課題の指示
提供テキストの内容を二文で要約せよ。

提供テキスト
#####

そもそもリクナビ薬剤師を運営するは、人材紹介で実績を重ねてきた転職エージェントですので、大手ではありますが病院よりも一般企業に強いイメージが強いです。
薬剤師転職に特化した転職エージェントと比べるとやはり病院の求人数に差が出てしまいます。薬剤師として活躍できるさまざまな求人を比較したいという人であれば、「薬キャリ」のような大手の薬剤師転職エージェントに登録することをオススメします。
リクナビ薬剤師は、正職員としての転職に特化した転職エージェントですので、派遣求人に関しては取り扱いされていません。
もしも家庭の事情などで正職員として働くことが難しい人であれば、こちらに登録することはオススメできません。
もしも派遣求人にこだわりたいという人であれば「ファル・メイト」のように、派遣求人紹介に特化した転職エージェントに登録することをオススメします。かなり高時給の求人も登録されていますし、こだわりの条件で求人を紹介してもらうことができます。

#####

入力データ
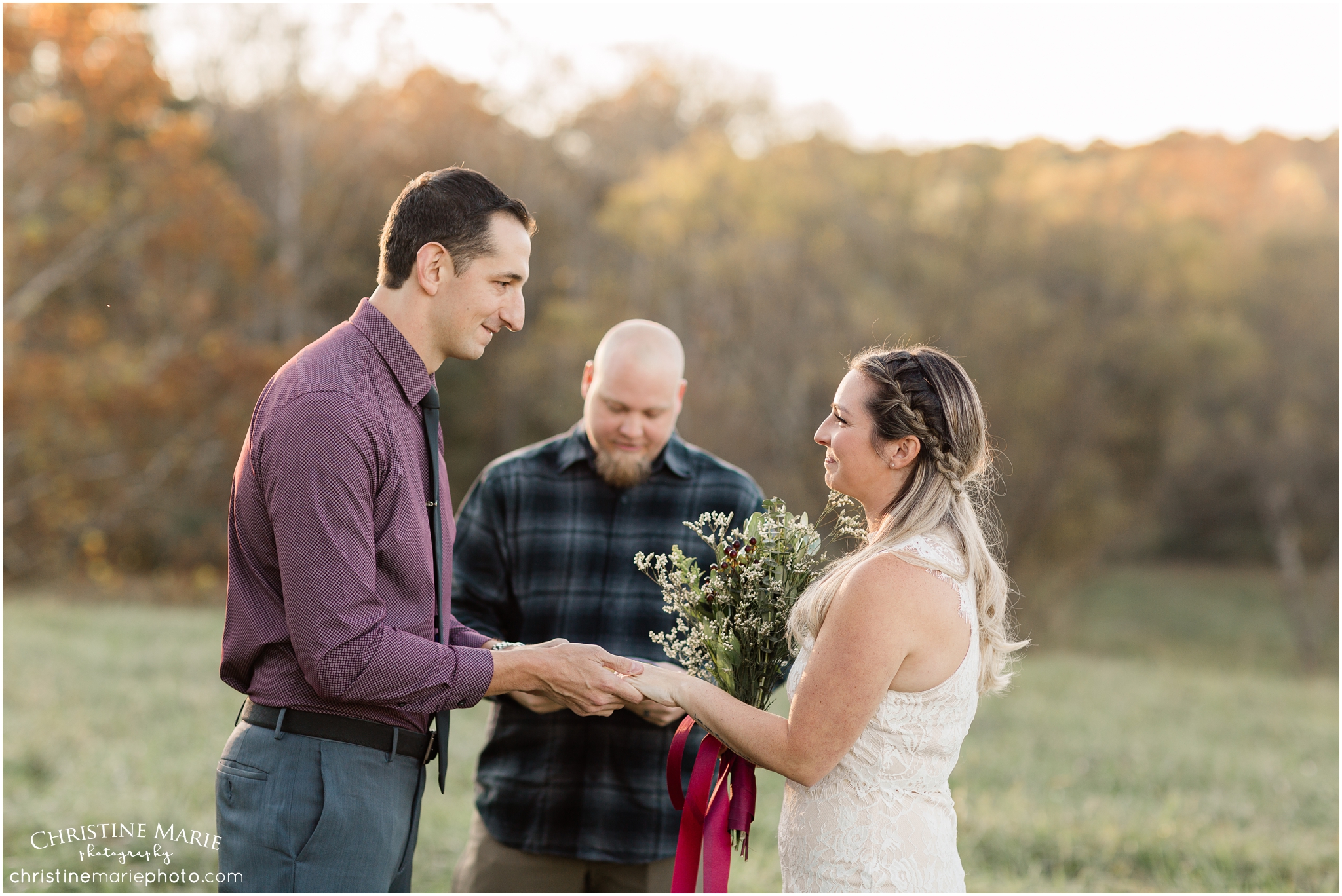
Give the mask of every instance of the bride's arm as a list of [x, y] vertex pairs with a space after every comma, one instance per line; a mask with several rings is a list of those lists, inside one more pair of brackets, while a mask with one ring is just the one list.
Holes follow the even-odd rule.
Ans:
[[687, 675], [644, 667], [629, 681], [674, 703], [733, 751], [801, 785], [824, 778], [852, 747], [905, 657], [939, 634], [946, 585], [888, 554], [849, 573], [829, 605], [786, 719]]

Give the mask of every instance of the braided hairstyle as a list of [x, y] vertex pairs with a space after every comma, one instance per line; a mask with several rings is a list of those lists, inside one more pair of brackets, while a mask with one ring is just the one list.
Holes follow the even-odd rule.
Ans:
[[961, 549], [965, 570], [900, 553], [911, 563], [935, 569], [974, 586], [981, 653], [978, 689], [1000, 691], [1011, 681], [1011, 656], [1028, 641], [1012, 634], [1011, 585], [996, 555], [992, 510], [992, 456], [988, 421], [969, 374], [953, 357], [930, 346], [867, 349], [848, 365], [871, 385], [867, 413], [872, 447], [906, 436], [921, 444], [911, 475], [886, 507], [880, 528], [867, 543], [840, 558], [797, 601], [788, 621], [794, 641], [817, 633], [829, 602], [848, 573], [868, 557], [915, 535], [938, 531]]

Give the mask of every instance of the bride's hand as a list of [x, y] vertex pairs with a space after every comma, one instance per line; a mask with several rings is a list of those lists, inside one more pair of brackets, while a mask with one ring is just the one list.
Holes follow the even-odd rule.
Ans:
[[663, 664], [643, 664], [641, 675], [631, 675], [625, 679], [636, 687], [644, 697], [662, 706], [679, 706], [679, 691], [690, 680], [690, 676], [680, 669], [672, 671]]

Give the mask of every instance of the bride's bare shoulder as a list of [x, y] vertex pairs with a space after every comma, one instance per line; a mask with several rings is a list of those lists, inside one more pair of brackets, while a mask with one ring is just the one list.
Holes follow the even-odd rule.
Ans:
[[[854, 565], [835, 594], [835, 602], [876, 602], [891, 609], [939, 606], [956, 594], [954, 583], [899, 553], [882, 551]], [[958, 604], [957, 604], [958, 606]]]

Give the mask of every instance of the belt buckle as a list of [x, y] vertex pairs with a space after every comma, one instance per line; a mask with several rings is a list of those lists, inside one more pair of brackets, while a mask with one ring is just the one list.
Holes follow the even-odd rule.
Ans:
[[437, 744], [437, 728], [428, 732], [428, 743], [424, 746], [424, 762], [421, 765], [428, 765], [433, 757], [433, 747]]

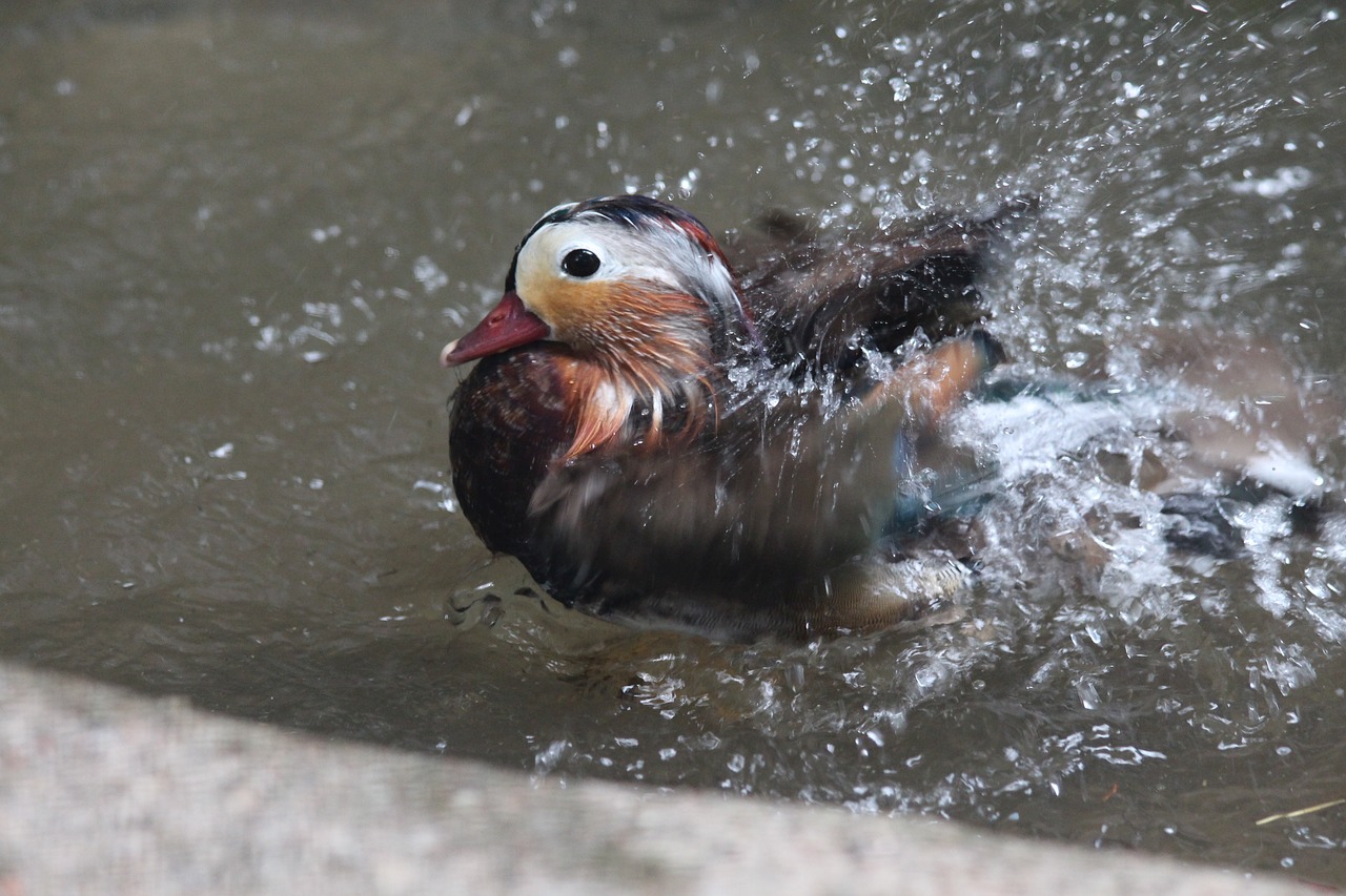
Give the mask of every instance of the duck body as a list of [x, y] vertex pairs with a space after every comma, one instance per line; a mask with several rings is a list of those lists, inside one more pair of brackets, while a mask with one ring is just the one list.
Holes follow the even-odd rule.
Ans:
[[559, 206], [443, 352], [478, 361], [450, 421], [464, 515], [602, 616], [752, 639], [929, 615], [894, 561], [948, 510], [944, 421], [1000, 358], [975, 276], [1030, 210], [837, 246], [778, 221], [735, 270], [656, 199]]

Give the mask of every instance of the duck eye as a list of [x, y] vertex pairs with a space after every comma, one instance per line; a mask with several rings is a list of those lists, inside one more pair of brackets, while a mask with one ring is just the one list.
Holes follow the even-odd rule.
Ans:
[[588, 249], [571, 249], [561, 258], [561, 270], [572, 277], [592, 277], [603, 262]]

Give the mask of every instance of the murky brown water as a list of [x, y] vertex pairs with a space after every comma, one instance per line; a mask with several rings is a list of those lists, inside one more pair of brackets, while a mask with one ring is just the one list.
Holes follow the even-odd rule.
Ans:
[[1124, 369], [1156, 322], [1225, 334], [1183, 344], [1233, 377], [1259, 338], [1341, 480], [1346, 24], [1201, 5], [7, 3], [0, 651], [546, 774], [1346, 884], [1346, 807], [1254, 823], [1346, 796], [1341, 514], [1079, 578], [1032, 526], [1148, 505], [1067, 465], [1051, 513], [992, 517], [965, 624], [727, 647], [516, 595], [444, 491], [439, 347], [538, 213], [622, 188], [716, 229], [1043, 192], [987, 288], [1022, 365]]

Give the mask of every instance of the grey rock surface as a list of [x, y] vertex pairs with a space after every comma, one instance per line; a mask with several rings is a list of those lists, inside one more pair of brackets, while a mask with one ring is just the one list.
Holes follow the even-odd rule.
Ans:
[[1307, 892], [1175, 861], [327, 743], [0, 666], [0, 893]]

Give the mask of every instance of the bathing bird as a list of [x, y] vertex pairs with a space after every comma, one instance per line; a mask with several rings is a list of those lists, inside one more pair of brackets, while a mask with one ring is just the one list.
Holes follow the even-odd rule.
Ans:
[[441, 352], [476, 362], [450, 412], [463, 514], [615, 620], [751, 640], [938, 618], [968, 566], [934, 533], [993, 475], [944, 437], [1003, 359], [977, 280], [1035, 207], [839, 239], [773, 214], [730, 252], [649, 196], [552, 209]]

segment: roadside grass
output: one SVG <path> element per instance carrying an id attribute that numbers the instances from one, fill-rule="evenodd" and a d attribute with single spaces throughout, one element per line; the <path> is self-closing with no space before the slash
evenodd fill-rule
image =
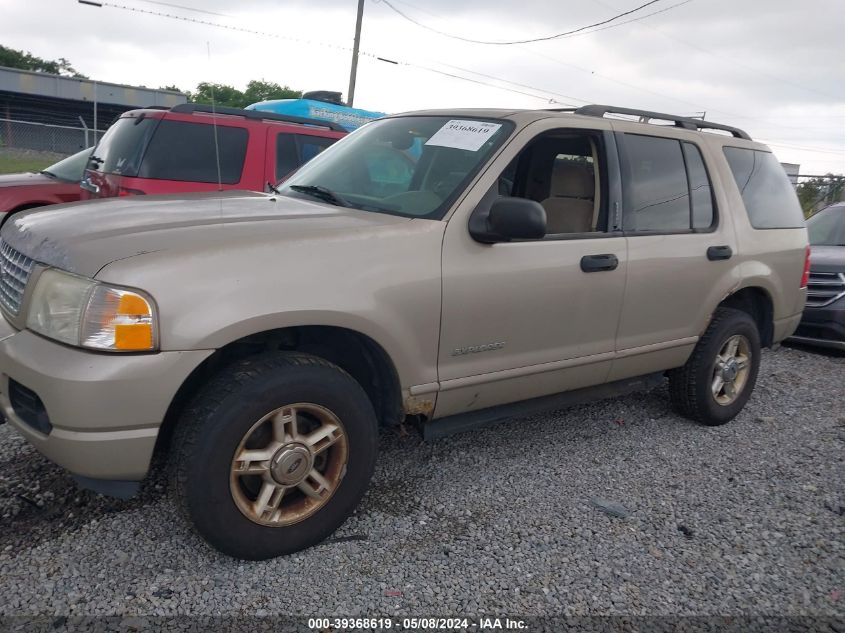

#####

問題の解答
リクナビ薬剤師は一般企業に強いイメージがあり、薬剤師転職に特化した転職エージェントと比べると病院の求人数に差が出るため、さまざまな求人を比較したい人には「薬キャリ」のような大手の薬剤師転職エージェントが勧められる。また、正職員としての転職に特化していて派遣求人は扱っていないので、派遣求人にこだわりたい人には「ファル・メイト」のような派遣求人紹介に特化した転職エージェントが勧められる。